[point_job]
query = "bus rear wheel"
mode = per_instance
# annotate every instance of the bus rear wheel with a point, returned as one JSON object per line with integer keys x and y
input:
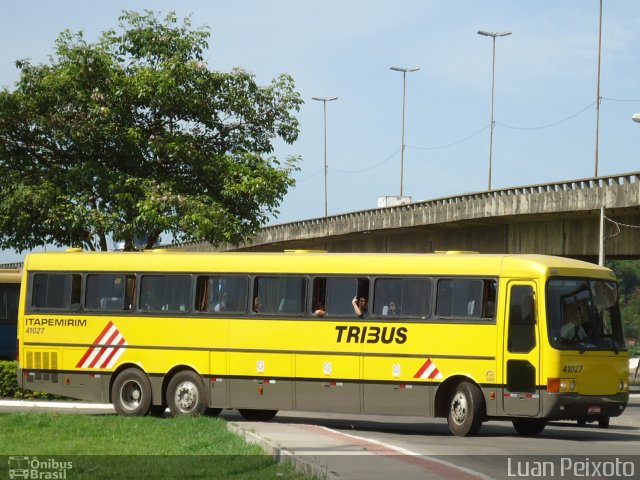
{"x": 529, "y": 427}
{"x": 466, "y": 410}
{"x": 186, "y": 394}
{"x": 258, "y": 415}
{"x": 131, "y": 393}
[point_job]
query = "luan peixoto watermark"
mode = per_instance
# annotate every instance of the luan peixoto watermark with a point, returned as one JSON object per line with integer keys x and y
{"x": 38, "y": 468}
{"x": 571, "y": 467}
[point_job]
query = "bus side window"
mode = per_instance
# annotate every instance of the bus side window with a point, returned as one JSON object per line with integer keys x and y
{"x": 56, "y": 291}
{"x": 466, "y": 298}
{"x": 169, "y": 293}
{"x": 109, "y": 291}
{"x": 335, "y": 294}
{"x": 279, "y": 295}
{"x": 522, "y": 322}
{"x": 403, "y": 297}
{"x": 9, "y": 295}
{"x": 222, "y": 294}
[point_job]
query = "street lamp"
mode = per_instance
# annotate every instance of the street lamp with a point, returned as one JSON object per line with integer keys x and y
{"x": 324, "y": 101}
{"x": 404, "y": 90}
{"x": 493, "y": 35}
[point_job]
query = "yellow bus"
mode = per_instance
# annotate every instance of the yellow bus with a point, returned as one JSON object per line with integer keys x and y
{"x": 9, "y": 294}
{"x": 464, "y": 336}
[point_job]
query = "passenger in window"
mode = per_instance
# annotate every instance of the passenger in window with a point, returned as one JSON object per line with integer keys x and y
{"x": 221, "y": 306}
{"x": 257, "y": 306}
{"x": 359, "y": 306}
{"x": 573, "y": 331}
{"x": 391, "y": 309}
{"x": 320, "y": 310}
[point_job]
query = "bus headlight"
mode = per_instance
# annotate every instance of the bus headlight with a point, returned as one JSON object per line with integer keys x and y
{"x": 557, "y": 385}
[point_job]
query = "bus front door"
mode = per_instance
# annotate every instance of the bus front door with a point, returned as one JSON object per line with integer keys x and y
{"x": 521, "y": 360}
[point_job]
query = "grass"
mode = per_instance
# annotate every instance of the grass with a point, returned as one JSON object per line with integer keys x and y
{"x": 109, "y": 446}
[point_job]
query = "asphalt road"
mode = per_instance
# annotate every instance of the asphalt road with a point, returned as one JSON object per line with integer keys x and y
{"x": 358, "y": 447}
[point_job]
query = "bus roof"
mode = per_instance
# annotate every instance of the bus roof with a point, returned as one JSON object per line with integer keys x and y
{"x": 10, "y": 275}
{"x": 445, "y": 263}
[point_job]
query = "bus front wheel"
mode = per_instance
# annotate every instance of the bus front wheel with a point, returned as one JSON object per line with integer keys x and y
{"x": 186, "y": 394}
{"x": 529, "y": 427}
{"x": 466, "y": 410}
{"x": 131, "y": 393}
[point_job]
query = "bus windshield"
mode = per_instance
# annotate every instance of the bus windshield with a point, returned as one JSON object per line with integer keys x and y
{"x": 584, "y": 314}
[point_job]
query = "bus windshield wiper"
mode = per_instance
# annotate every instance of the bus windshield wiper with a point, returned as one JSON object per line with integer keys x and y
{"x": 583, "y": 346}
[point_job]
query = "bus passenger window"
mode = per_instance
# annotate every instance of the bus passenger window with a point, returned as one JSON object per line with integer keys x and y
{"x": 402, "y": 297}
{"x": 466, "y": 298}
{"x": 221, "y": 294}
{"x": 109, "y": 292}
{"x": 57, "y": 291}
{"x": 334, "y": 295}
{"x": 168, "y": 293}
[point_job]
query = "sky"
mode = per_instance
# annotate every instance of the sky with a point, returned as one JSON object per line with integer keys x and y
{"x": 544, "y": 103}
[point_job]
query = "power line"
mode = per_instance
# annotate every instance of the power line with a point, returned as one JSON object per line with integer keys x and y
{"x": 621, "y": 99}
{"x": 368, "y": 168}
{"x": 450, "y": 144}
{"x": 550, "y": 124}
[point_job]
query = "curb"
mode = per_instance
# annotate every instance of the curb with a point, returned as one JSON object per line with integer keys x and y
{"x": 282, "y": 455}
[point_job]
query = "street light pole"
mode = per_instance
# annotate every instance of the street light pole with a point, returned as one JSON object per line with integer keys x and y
..............................
§ DEINE AUFGABE
Ermittle alle Zeilen oben, in denen das Wort „peixoto“ vorkommt, und schreib jede davon unverändert ab.

§ ERWARTETE ANTWORT
query = "luan peixoto watermark"
# annotate every instance of the luan peixoto watermark with a point, returned as one JSON object per line with integer keys x and y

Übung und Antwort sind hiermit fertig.